====== TEXT PASSAGE ======

The Cloisters
Coordinates: 40°51′53″N 73°55′55″W / 40.86484°N 73.931905°W
from the Hudson River | |
Location within New York City | |
Established | May 10, 1938 |
---|---|
Location |
99 Margaret Corbin Drive, Fort Tryon Park Manhattan, New York City |
Coordinates | 40°51′53″N 73°55′55″W / 40.86484°N 73.931905°W |
Type | Medieval Art |
Collection size | 1,854 |
Public transit access |
Bus: M4 to museum's entrance (rush hours only), or M4 or M98 (rush hours only) to the entrance of Fort Tryon Park Subway: 190th Street ( trains) or 191st Street ( trains) |
Website | http://www.metmuseum.org/cloisters |
The Cloisters is a museum located in Fort Tryon Park in the Washington Heights section of Upper Manhattan, New York City. It is a branch of the Metropolitan Museum of Art, used to exhibit the museum's extensive collection of art, architecture and artifacts from Medieval Europe.
The Cloisters is situated on a hill overlooking the Hudson River, and incorporates parts from five European abbeys which were disassembled and shipped to New York City, where, between 1934 and 1939, they were reconstructed and integrated together with new buildings in the medieval style designed by Charles Collens. The area around the buildings was landscaped with gardens planted according to horticultural information obtained from medieval manuscripts and artifacts, and the structure includes multiple medieval-style cloistered herb gardens.
The Cloisters was designated a New York City landmark in 1974,[1] and Fort Tryon Park and the Cloisters were listed together as a historic district on the National Register of Historic Places in 1978.
History
The 66.5-acre (26.9 ha) Fort Tryon Park was created by the philanthropist John D. Rockefeller, Jr. beginning in 1917, when he purchased the Billings Estate and other properties in the Fort Washington area and hired Frederick Law Olmsted, Jr., son of one of the designers of Central Park, and the Olmsted Brothers firm to create a park, which he then donated to New York City in 1935. As part of the overall project, Rockefeller also bought the extensive medieval art collection of George Grey Barnard, an American sculptor and collector, who had already established a medieval-art museum near his home in Fort Washington, and gave it to the Metropolitan along with a number of pieces from Rockefeller's own collection, including the Unicorn Tapestries. These became the core of the collection now housed at the Cloisters.
The museum and adjacent gardens within Fort Tryon Park, which incorporate 4 acres (1.6 ha), were created through grants and endowments from Rockefeller, and were built from 1934-39[1][2] Rockefeller also bought and donated several hundred acres of the New Jersey Palisades to the State of New Jersey on the other side of the Hudson River to preserve the view for the museum. This land is now part of the Palisades Interstate Park.
The museum was designed by Charles Collens who incorporated parts from five cloistered abbeys of Catalan, Occitan and French origins. Buildings from Sant Miquel de Cuixà, Sant Guilhèm dau Desèrt, Bonnefont-en-Comminges, Trie-en-Bigòrra, and Froville were disassembled stone-by-stone and shipped to New York City, where they were reconstructed and integrated by Collens into a cohesive whole by simplifying and merging the various medieval styles in his new buildings.

====== RECORDS SUPPLIED ======

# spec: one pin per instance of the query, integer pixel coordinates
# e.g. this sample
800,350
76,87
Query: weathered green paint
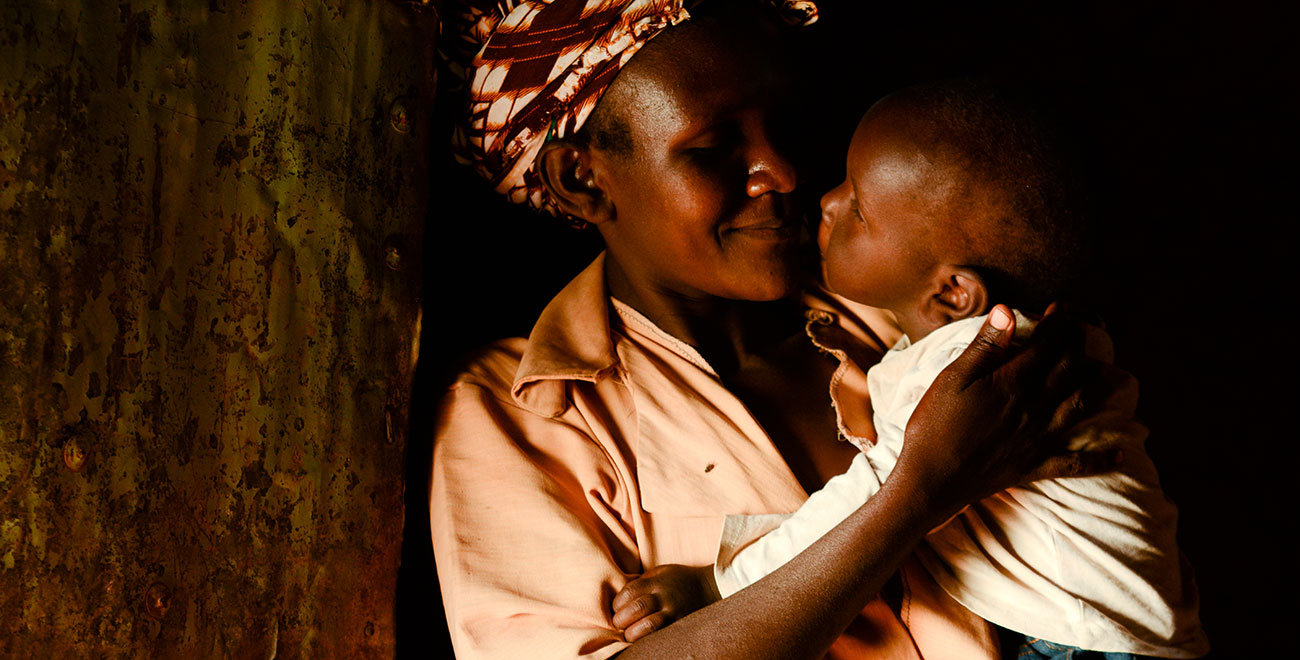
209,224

======
====== RECORDS SUPPLIED ======

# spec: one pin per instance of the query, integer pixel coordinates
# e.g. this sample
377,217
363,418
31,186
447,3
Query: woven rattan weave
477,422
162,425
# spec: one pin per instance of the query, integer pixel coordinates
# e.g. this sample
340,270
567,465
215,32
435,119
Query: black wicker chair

======

**WORK TO COMPLETE**
Please copy the Cloisters text again, starting with "The Cloisters was" and going on through "Places in 1978.", and substitute "protected district" for "historic district".

**SOLUTION TO THE EXERCISE**
The Cloisters was designated a New York City landmark in 1974,[1] and Fort Tryon Park and the Cloisters were listed together as a protected district on the National Register of Historic Places in 1978.